- **RECORDS TO USE**:
------------------------------------
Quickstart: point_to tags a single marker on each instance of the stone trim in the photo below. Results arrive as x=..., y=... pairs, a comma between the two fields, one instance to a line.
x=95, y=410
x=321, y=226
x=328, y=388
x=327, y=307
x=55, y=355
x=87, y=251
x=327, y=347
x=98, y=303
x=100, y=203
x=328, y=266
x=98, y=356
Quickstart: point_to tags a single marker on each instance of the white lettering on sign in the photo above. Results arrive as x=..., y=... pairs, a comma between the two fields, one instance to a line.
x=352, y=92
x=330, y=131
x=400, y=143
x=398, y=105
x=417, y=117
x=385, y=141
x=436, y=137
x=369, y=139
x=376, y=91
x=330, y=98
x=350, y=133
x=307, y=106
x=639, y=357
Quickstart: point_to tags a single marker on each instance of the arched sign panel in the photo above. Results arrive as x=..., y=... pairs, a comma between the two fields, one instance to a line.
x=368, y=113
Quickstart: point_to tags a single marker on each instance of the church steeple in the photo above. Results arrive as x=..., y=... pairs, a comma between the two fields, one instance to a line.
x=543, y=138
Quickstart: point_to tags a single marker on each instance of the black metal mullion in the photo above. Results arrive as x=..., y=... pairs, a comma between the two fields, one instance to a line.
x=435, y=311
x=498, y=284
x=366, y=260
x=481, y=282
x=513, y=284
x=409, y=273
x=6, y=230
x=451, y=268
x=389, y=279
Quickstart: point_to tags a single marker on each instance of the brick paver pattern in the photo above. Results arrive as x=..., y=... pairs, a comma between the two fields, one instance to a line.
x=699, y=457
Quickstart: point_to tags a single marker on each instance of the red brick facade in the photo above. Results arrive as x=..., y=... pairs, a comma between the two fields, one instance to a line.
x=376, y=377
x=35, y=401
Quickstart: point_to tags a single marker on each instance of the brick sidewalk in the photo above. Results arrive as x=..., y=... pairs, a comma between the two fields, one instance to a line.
------------------------------------
- **REQUIRED WORK**: Extract the entries from the line containing "of the church" through the line containing "x=543, y=138", both lines included, and repeat them verbatim.

- **THE RESPONSE**:
Quickstart: point_to tags a single marker on each instance of the church steeple in the photo above. Results arrive as x=..., y=... pairs, a comma between the two fields, one instance to a line.
x=543, y=138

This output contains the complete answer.